CONSIGNE
Répondez à ces questions sur l'extrait consacré à M. Kraszewski :
(a) Dans quelle forteresse devait-il être enfermé ?
(b) Quelle caution a-t-il dû verser pour passer l'hiver en Italie ?
(c) D'après la note en bas de page, dans quelle ville et en quelle année la traduction française de Sans cœur a-t-elle paru ?

EXTRAIT DU DOCUMENT
########

Les vengeances de M. de Bismarck sont presque toujours précédées par quelque incident imprévu, qui éclate comme un coup de tonnerre dans un ciel serein, annonçant de loin la tempête qui s’amasse lentement derrière les montagnes. On put pressentir que des mesures allaient être prises contre les Polonais du grand-duché quand on apprit qu’un romancier dont le talent fécond est cher à toute la Pologne, M. Kraszewski, était poursuivi par ordre supérieur et que, sur la foi de notes de police communiquées au tribunal par le chancelier, il allait être enfermé dans la forteresse de Magdebourg. On sait que, sur les instances du prince Radzivill, l’empereur, averti que la santé délicate de ce vieillard ne résisterait pas aux rigueurs d’une longue captivité, l’a autorisé, moyennant une caution de 20,000 marks, à passer l’hiver en Italie, quitte à réintégrer sa prison au mois de mai. A l’appui des accusations portées contre ce dangereux septuagénaire, le ministère public avait, au cours du procès, cité quelques passages d’un de ses romans, intitulé : Sans cœur, lequel vient d’être traduit en français et trouvera sans doute beaucoup de lecteurs[1]. En frappant les écrivains, ou fait vendre les ouvrages, et, comme le disait Tacite, qui ne

  1. Sans cœur, roman traduit du polonais par Ladislas Mickiewcz; Louis Westhauser. Paris, 1886.

########

DONNÉES

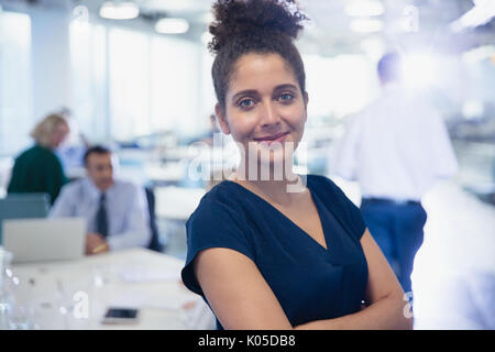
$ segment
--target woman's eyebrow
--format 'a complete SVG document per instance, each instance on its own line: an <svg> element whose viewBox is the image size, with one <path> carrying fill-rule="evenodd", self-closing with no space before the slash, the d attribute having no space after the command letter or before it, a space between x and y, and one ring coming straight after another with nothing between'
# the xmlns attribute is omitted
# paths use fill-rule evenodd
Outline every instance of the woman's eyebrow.
<svg viewBox="0 0 495 352"><path fill-rule="evenodd" d="M297 87L294 86L294 85L290 85L290 84L279 85L279 86L276 86L276 87L273 89L273 91L278 91L278 90L284 90L284 89L296 89L296 90L297 90Z"/></svg>

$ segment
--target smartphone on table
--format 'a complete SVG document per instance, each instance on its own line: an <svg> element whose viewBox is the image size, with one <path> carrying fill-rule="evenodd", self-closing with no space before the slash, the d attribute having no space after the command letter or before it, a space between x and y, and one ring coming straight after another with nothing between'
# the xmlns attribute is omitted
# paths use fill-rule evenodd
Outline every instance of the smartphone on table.
<svg viewBox="0 0 495 352"><path fill-rule="evenodd" d="M101 322L108 324L136 323L139 312L138 308L109 307Z"/></svg>

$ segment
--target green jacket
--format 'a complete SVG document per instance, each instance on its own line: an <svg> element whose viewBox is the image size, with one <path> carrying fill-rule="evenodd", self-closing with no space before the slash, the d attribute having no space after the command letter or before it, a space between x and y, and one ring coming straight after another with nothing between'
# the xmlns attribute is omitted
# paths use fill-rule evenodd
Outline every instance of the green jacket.
<svg viewBox="0 0 495 352"><path fill-rule="evenodd" d="M15 158L7 191L46 193L53 205L67 182L58 157L51 150L34 145Z"/></svg>

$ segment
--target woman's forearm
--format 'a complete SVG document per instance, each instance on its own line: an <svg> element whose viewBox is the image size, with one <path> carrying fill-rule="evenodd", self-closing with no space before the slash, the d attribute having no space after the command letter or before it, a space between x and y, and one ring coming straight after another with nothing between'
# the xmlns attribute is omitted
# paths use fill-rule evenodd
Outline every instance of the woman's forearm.
<svg viewBox="0 0 495 352"><path fill-rule="evenodd" d="M404 310L406 301L397 297L383 298L367 308L340 318L310 321L295 329L300 330L410 330L413 318ZM406 309L407 310L407 309Z"/></svg>

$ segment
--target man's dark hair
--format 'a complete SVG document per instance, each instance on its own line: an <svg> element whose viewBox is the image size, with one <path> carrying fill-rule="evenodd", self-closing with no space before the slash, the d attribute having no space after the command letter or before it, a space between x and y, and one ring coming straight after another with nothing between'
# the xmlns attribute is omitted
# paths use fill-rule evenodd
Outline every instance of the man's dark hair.
<svg viewBox="0 0 495 352"><path fill-rule="evenodd" d="M88 148L84 156L85 166L88 166L88 157L91 154L111 154L111 151L108 147L105 147L102 145L95 145Z"/></svg>
<svg viewBox="0 0 495 352"><path fill-rule="evenodd" d="M387 53L378 61L378 76L382 81L396 80L400 77L400 56L398 53Z"/></svg>

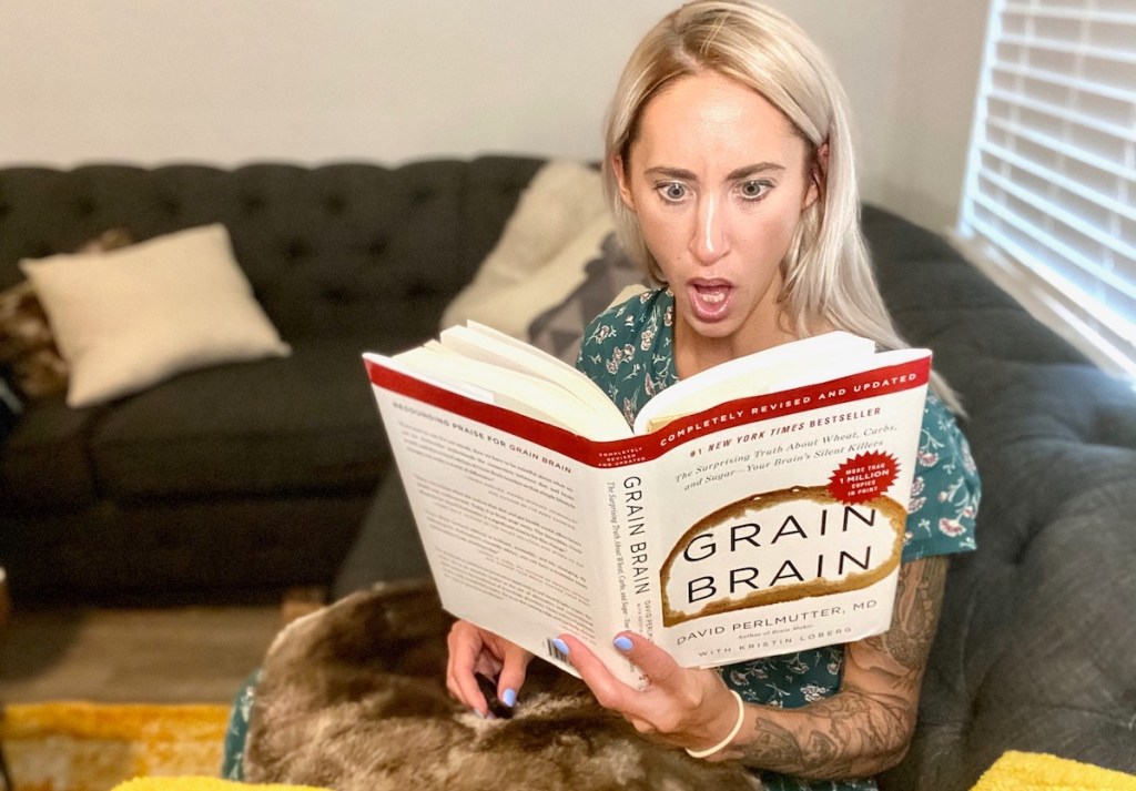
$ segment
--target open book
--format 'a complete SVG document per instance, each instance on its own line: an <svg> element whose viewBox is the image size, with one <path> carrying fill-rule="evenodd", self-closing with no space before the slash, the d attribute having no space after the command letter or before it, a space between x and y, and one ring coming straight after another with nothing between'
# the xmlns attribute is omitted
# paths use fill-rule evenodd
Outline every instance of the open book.
<svg viewBox="0 0 1136 791"><path fill-rule="evenodd" d="M442 605L550 640L638 632L710 666L888 627L930 352L835 332L717 366L628 426L561 360L453 327L365 363Z"/></svg>

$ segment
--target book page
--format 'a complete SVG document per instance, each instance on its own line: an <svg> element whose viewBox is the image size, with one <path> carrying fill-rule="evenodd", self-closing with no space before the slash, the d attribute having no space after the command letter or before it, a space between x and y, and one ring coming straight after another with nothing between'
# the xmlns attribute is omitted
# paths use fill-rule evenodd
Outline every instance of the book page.
<svg viewBox="0 0 1136 791"><path fill-rule="evenodd" d="M627 422L610 401L607 409L596 409L594 403L582 401L553 382L467 357L437 342L382 359L385 365L453 392L500 405L588 439L615 440L630 434Z"/></svg>
<svg viewBox="0 0 1136 791"><path fill-rule="evenodd" d="M574 634L640 683L611 648L623 549L607 473L418 399L376 397L445 609L573 673L550 640Z"/></svg>

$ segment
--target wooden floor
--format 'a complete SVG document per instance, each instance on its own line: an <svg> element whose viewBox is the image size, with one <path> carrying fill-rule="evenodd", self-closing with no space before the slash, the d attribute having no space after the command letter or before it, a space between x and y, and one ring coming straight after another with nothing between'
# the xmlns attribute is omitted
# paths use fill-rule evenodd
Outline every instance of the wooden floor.
<svg viewBox="0 0 1136 791"><path fill-rule="evenodd" d="M281 607L11 613L0 701L231 702L282 626Z"/></svg>

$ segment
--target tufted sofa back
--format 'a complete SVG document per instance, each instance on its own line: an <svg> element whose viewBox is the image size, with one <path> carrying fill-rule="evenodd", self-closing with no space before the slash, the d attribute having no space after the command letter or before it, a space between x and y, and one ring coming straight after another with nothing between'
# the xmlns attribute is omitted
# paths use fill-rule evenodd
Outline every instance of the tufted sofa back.
<svg viewBox="0 0 1136 791"><path fill-rule="evenodd" d="M257 164L0 170L0 288L20 258L70 252L112 227L137 241L223 223L287 340L376 320L429 334L469 281L542 160L401 167Z"/></svg>
<svg viewBox="0 0 1136 791"><path fill-rule="evenodd" d="M918 738L880 788L962 791L1009 749L1136 772L1136 392L942 238L864 211L884 298L959 391L982 473Z"/></svg>

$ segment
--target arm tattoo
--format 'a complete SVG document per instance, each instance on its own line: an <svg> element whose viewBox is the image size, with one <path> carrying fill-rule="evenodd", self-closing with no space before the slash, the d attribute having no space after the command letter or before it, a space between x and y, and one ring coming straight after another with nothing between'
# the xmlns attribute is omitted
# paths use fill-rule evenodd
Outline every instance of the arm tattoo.
<svg viewBox="0 0 1136 791"><path fill-rule="evenodd" d="M903 566L889 631L845 648L840 692L799 709L754 706L757 722L737 740L733 757L816 778L866 777L902 758L914 727L946 566L944 558Z"/></svg>

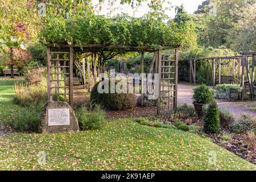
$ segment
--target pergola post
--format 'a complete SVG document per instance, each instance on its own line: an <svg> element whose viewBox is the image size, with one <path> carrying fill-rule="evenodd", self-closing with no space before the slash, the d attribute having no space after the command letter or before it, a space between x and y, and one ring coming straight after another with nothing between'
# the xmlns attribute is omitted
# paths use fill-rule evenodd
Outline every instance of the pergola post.
<svg viewBox="0 0 256 182"><path fill-rule="evenodd" d="M136 62L137 63L137 62ZM158 73L158 52L155 52L155 73ZM155 85L156 85L156 84L158 84L159 86L160 86L160 84L159 83L158 83L157 82L155 82ZM158 105L158 98L155 100L155 105L157 106Z"/></svg>
<svg viewBox="0 0 256 182"><path fill-rule="evenodd" d="M73 46L69 48L69 105L73 108Z"/></svg>
<svg viewBox="0 0 256 182"><path fill-rule="evenodd" d="M212 85L215 86L215 59L214 59L212 62Z"/></svg>
<svg viewBox="0 0 256 182"><path fill-rule="evenodd" d="M242 59L242 81L241 86L242 87L241 100L243 100L243 86L245 86L245 60L246 59L246 55L243 55Z"/></svg>
<svg viewBox="0 0 256 182"><path fill-rule="evenodd" d="M88 92L89 93L90 92L90 58L89 56L87 57L87 76L88 76Z"/></svg>
<svg viewBox="0 0 256 182"><path fill-rule="evenodd" d="M221 82L221 59L218 60L218 84Z"/></svg>
<svg viewBox="0 0 256 182"><path fill-rule="evenodd" d="M47 47L47 92L48 92L48 101L52 101L52 96L51 94L51 53L50 47Z"/></svg>
<svg viewBox="0 0 256 182"><path fill-rule="evenodd" d="M143 73L144 73L144 51L142 51L141 53L141 104L142 106L143 105L143 91L144 91L144 77Z"/></svg>

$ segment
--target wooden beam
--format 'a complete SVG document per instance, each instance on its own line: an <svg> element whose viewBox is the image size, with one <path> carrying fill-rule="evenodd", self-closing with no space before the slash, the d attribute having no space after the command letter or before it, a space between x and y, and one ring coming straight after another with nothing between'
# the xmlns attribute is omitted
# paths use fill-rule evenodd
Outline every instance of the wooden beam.
<svg viewBox="0 0 256 182"><path fill-rule="evenodd" d="M234 74L235 74L235 64L234 64L234 59L233 59L233 67L232 67L232 83L234 84Z"/></svg>
<svg viewBox="0 0 256 182"><path fill-rule="evenodd" d="M141 53L141 105L142 106L143 105L143 91L145 89L144 88L144 77L142 76L142 73L144 73L144 51L142 51Z"/></svg>
<svg viewBox="0 0 256 182"><path fill-rule="evenodd" d="M90 92L90 57L87 57L87 76L88 76L88 92L89 93Z"/></svg>
<svg viewBox="0 0 256 182"><path fill-rule="evenodd" d="M255 77L254 77L255 75L255 55L253 55L253 65L251 67L251 82L253 83L253 82L254 80L255 80Z"/></svg>
<svg viewBox="0 0 256 182"><path fill-rule="evenodd" d="M242 58L242 56L224 56L224 57L191 57L189 59L183 59L180 61L189 61L190 60L211 60L213 59L238 59Z"/></svg>
<svg viewBox="0 0 256 182"><path fill-rule="evenodd" d="M238 80L240 81L241 78L241 59L238 60Z"/></svg>
<svg viewBox="0 0 256 182"><path fill-rule="evenodd" d="M194 85L196 85L196 60L194 60Z"/></svg>
<svg viewBox="0 0 256 182"><path fill-rule="evenodd" d="M174 90L174 109L177 106L177 82L178 82L179 55L177 49L175 49L175 82Z"/></svg>
<svg viewBox="0 0 256 182"><path fill-rule="evenodd" d="M158 97L157 105L157 114L160 115L160 102L161 102L161 52L158 51Z"/></svg>
<svg viewBox="0 0 256 182"><path fill-rule="evenodd" d="M218 60L218 84L221 82L221 59Z"/></svg>
<svg viewBox="0 0 256 182"><path fill-rule="evenodd" d="M158 55L158 52L156 51L156 52L155 52L155 73L158 73L158 56L159 56ZM137 61L136 61L136 63L137 63ZM158 86L160 86L160 84L158 82L155 82L155 88L156 88L155 85L156 84L158 84ZM159 89L158 89L158 90L159 90ZM158 98L155 100L155 105L156 106L158 106Z"/></svg>
<svg viewBox="0 0 256 182"><path fill-rule="evenodd" d="M48 94L48 101L52 101L52 96L51 94L51 53L50 53L50 47L47 46L47 94Z"/></svg>
<svg viewBox="0 0 256 182"><path fill-rule="evenodd" d="M69 105L73 108L73 47L69 48Z"/></svg>

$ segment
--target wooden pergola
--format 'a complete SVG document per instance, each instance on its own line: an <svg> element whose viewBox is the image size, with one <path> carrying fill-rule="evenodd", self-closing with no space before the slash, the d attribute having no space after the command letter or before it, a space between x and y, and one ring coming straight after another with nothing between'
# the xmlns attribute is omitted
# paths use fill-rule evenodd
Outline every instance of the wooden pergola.
<svg viewBox="0 0 256 182"><path fill-rule="evenodd" d="M234 82L235 77L235 60L237 60L238 62L238 80L241 80L241 86L242 88L245 87L245 71L246 71L246 76L247 78L247 82L249 87L249 90L250 92L250 98L253 100L254 97L254 82L256 80L255 77L255 56L256 52L241 52L241 55L234 56L225 56L225 57L192 57L188 59L181 60L180 61L189 61L189 81L192 82L193 80L194 84L196 84L196 61L212 61L212 85L213 86L216 84L216 60L217 60L218 65L218 84L221 84L221 62L224 60L232 60L232 82ZM251 74L250 74L250 64L249 63L249 57L251 57ZM242 67L242 73L241 73L241 67ZM242 94L242 100L243 99L243 94Z"/></svg>
<svg viewBox="0 0 256 182"><path fill-rule="evenodd" d="M144 53L153 52L156 55L155 73L159 73L158 89L160 96L157 99L157 114L160 114L161 104L163 98L168 100L170 109L170 99L172 99L174 108L177 106L178 51L179 46L162 46L161 49L140 46L106 46L87 44L82 46L72 43L49 44L47 46L47 86L48 100L59 100L61 96L64 100L68 101L73 107L73 64L74 54L91 55L96 60L96 53L99 51L116 51L117 52L138 52L142 54L141 73L144 73ZM172 49L172 54L162 54L161 51ZM93 59L92 59L93 60ZM84 68L85 65L84 63ZM87 71L90 72L90 67ZM89 75L89 74L88 74ZM88 77L89 79L89 77ZM64 90L61 93L61 90ZM166 90L167 89L167 90ZM168 92L167 96L163 96ZM141 93L141 102L143 102L143 94ZM68 97L68 98L67 98Z"/></svg>

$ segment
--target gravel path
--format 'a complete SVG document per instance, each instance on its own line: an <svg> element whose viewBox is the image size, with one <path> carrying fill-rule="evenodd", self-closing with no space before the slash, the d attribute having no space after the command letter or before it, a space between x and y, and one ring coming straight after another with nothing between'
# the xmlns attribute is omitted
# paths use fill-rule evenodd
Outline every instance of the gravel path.
<svg viewBox="0 0 256 182"><path fill-rule="evenodd" d="M194 86L191 86L188 83L178 84L178 105L184 103L192 105L193 88ZM253 116L256 115L255 101L232 102L222 100L216 100L216 101L219 107L230 110L237 119L241 117L242 113L246 113Z"/></svg>

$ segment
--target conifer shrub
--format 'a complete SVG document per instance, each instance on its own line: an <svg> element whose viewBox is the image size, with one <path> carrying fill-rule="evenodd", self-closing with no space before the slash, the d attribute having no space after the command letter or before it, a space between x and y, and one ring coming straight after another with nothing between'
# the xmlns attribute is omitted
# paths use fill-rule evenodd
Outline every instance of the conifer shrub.
<svg viewBox="0 0 256 182"><path fill-rule="evenodd" d="M201 85L193 90L193 99L195 102L206 104L213 100L213 92L205 85Z"/></svg>
<svg viewBox="0 0 256 182"><path fill-rule="evenodd" d="M220 131L220 125L218 105L213 101L209 105L204 118L204 130L205 133L217 133Z"/></svg>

########

RÉPONSE
(a) La forteresse de Magdebourg.
(b) 20,000 marks.
(c) À Paris, en 1886.